EXERCISE INPUTS:
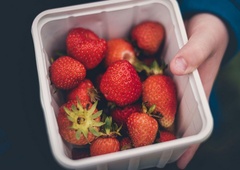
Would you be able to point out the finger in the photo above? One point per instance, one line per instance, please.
(192, 55)
(187, 156)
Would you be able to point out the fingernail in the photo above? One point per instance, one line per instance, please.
(180, 64)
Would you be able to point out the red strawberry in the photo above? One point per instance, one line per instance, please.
(85, 91)
(142, 129)
(79, 122)
(121, 84)
(121, 114)
(79, 153)
(148, 36)
(160, 90)
(85, 46)
(107, 142)
(166, 136)
(104, 145)
(66, 72)
(119, 49)
(125, 143)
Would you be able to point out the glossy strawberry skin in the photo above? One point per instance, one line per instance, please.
(85, 46)
(64, 125)
(142, 129)
(66, 72)
(119, 49)
(80, 153)
(148, 36)
(160, 90)
(83, 91)
(125, 143)
(166, 136)
(104, 145)
(121, 114)
(121, 84)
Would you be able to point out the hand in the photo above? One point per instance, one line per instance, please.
(208, 39)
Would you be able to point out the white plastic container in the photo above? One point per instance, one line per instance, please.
(111, 19)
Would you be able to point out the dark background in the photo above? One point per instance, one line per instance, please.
(23, 138)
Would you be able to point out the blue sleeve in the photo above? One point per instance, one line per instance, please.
(227, 10)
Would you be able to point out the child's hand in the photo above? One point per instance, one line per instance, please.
(208, 39)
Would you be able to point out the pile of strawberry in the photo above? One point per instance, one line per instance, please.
(117, 93)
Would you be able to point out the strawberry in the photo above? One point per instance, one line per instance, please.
(107, 142)
(142, 128)
(85, 46)
(166, 136)
(160, 90)
(125, 143)
(121, 114)
(104, 145)
(79, 153)
(66, 72)
(121, 84)
(79, 122)
(119, 49)
(85, 91)
(148, 36)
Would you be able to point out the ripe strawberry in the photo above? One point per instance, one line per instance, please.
(107, 142)
(85, 46)
(85, 91)
(104, 145)
(121, 114)
(148, 36)
(121, 84)
(119, 49)
(66, 72)
(125, 143)
(166, 136)
(79, 153)
(142, 129)
(79, 122)
(160, 90)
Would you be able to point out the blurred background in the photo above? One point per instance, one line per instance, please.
(221, 150)
(23, 138)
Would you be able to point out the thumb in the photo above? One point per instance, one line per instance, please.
(202, 41)
(191, 55)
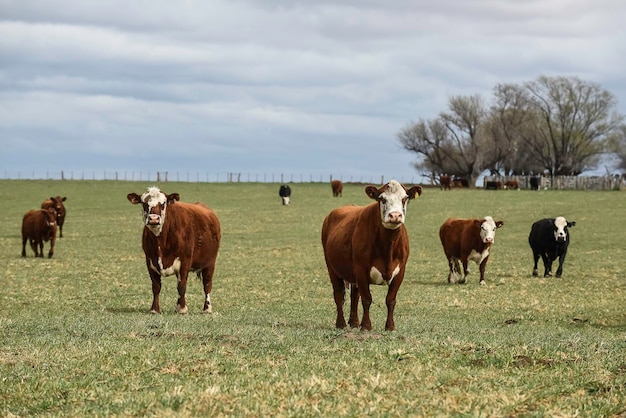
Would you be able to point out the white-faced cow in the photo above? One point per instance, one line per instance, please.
(467, 239)
(39, 226)
(366, 245)
(549, 239)
(337, 187)
(178, 238)
(57, 204)
(285, 194)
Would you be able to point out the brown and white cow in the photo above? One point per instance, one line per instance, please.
(39, 226)
(178, 238)
(366, 245)
(337, 187)
(59, 207)
(467, 239)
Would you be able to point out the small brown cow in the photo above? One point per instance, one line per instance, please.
(337, 187)
(366, 245)
(178, 238)
(57, 204)
(39, 226)
(467, 239)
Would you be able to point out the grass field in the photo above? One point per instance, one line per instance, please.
(77, 338)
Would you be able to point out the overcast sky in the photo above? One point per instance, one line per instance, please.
(306, 89)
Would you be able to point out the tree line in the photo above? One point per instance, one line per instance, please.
(552, 125)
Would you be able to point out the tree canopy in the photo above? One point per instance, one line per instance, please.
(554, 125)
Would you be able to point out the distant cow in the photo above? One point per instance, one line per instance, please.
(39, 226)
(337, 187)
(285, 193)
(511, 185)
(467, 239)
(366, 245)
(178, 238)
(57, 204)
(444, 182)
(549, 239)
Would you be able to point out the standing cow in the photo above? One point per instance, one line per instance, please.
(337, 187)
(549, 239)
(59, 207)
(39, 226)
(285, 194)
(366, 245)
(467, 239)
(178, 238)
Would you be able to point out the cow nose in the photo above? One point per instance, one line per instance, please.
(395, 217)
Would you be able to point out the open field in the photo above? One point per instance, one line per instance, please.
(77, 338)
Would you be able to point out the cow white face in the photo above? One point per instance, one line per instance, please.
(154, 203)
(392, 200)
(560, 229)
(488, 229)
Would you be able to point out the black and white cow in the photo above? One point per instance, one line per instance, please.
(549, 239)
(285, 193)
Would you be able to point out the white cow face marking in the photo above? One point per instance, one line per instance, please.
(392, 200)
(488, 230)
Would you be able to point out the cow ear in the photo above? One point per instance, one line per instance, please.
(414, 192)
(133, 198)
(372, 192)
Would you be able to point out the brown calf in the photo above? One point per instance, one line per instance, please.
(178, 238)
(39, 226)
(366, 245)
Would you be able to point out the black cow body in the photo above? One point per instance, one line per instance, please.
(285, 193)
(549, 239)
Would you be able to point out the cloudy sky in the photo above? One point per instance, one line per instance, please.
(306, 89)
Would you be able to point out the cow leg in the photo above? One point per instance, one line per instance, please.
(354, 306)
(339, 289)
(207, 283)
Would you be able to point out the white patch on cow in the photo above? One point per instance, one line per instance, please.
(376, 277)
(488, 230)
(393, 202)
(559, 232)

EXERCISE DIRECTIONS: All entries must be written out again exactly as given, with no pictures in the copy.

PROBLEM SOLUTION:
Would you be able to point out the finger in the photo above? One point per instance, one line per instance, please.
(192, 55)
(187, 156)
Would you be able to point out the fingernail in the photo above? One point per instance, one line per instance, please.
(180, 64)
Would you be able to point out the red strawberry in the photo above? One point per instance, one line per instance, please.
(85, 91)
(142, 129)
(79, 122)
(121, 84)
(121, 114)
(79, 153)
(148, 36)
(160, 90)
(85, 46)
(107, 142)
(166, 136)
(104, 145)
(66, 72)
(119, 49)
(125, 143)
Would you be able to point out the glossy strawberry skin in the photo above? One point per instance, one line per instance, please.
(85, 46)
(64, 125)
(142, 129)
(66, 72)
(119, 49)
(80, 153)
(148, 36)
(160, 90)
(83, 91)
(125, 143)
(166, 136)
(104, 145)
(121, 114)
(121, 84)
Would you be able to point out the hand in the photo above? One point per instance, one line per instance, please.
(208, 39)
Would you be able to point out the white plastic container in the photo above? One point per instance, one line per instance, please.
(111, 19)
Would you be able to point out the dark background in the photo above? One point per instance, one line per instance, please.
(23, 138)
Would you be able to point out the blue sleeve in the photo above? One point per instance, one line per instance, please.
(227, 10)
Would you be able to point out the child's hand in the photo above? One point per instance, one line per instance, please.
(208, 39)
Would you be able to point out the pile of strawberry in the photo above? One point per instance, one line per instance, please.
(117, 93)
Would you be able to point out the strawberry in the photo above? One point per instance, one line per instance, please.
(107, 142)
(142, 128)
(85, 46)
(166, 136)
(160, 90)
(125, 143)
(121, 114)
(104, 145)
(79, 153)
(66, 72)
(121, 84)
(79, 122)
(119, 49)
(85, 91)
(148, 36)
Would you be able to point out the ripe strawberry in the photo above? One point per instance, one line per instance, please.
(107, 142)
(85, 46)
(85, 91)
(104, 145)
(121, 114)
(148, 36)
(121, 84)
(119, 49)
(66, 72)
(125, 143)
(166, 136)
(79, 153)
(142, 129)
(79, 122)
(160, 90)
Would you be able to point out the blurred background in the photo above? One point per instance, one line per instance, please.
(221, 150)
(23, 138)
Would you be able to point out the thumb in the photo above? One point per instance, one line per instance, please.
(202, 41)
(191, 55)
Would you be able to point out the white-faced cow in the photo above? One point per instance, one line per instance, please.
(467, 239)
(39, 226)
(366, 245)
(549, 239)
(337, 187)
(178, 238)
(57, 204)
(285, 194)
Would you be able to point out the brown and white cow in the photo above? One point per instance, one line per instance, please.
(39, 226)
(178, 238)
(366, 245)
(337, 187)
(59, 207)
(467, 239)
Would you be able to point out the small brown cow in the photo above? One point per instance, one line per instance, please.
(337, 187)
(366, 245)
(178, 238)
(57, 204)
(39, 226)
(467, 239)
Would you be able to point out the grass field in the photo above? One point per instance, one line per instance, please.
(77, 338)
Would you be able to point out the overcast sky in the photo above? One point per instance, one line per instance, please.
(306, 89)
Would you be able to point out the tree line in the photo above? One point per instance, one line per instance, please.
(552, 125)
Would you be able to point out the tree canopy in the photo above? One point per instance, one line per instance, please.
(554, 125)
Would you be able to point out the distant cow in the photo above? One point per instance, one line per instance, please.
(39, 226)
(337, 187)
(285, 193)
(511, 185)
(467, 239)
(366, 245)
(178, 238)
(57, 204)
(444, 182)
(549, 239)
Would you be able to point out the standing cow in the photo above? One point per instance, one line per instance, please.
(337, 187)
(549, 239)
(59, 207)
(39, 226)
(285, 194)
(366, 245)
(467, 239)
(178, 238)
Would you be able to point out the cow nose in the photo above? One point per instance, one line per instance, please.
(395, 217)
Would you be able to point out the open field in the photo above? One point per instance, one line per instance, please.
(77, 338)
Would you be able to point out the cow white face in the photo above? One point per instance, one line per instance, please.
(154, 203)
(392, 200)
(560, 229)
(488, 229)
Would you be able to point out the black and white cow in the photo above? One point per instance, one line per instance, please.
(549, 239)
(285, 193)
Would you be able to point out the white cow face marking in the photo above? One point per instance, one line per instance, please.
(392, 200)
(488, 230)
Would you be able to point out the cow ear in the photo above? One point per instance, one line per instance, please.
(414, 192)
(133, 198)
(372, 192)
Would you be able to point out the brown calf in the photo above? One point per instance, one line per instance, please.
(178, 238)
(39, 226)
(366, 245)
Would you be able to point out the black cow body in the photo above? One point per instance, one line per instance, please.
(285, 193)
(549, 239)
Would you be able to point out the cloudy sky in the photo above? One point per instance, one line per instance, please.
(306, 89)
Would you be able to point out the cow leg in the photo above? One point per instance, one line per instance, please.
(354, 306)
(339, 289)
(207, 283)
Would you be able to point out the white patch on cow in the photo above? One point per instance, one line per instance, please.
(376, 277)
(488, 230)
(393, 202)
(559, 232)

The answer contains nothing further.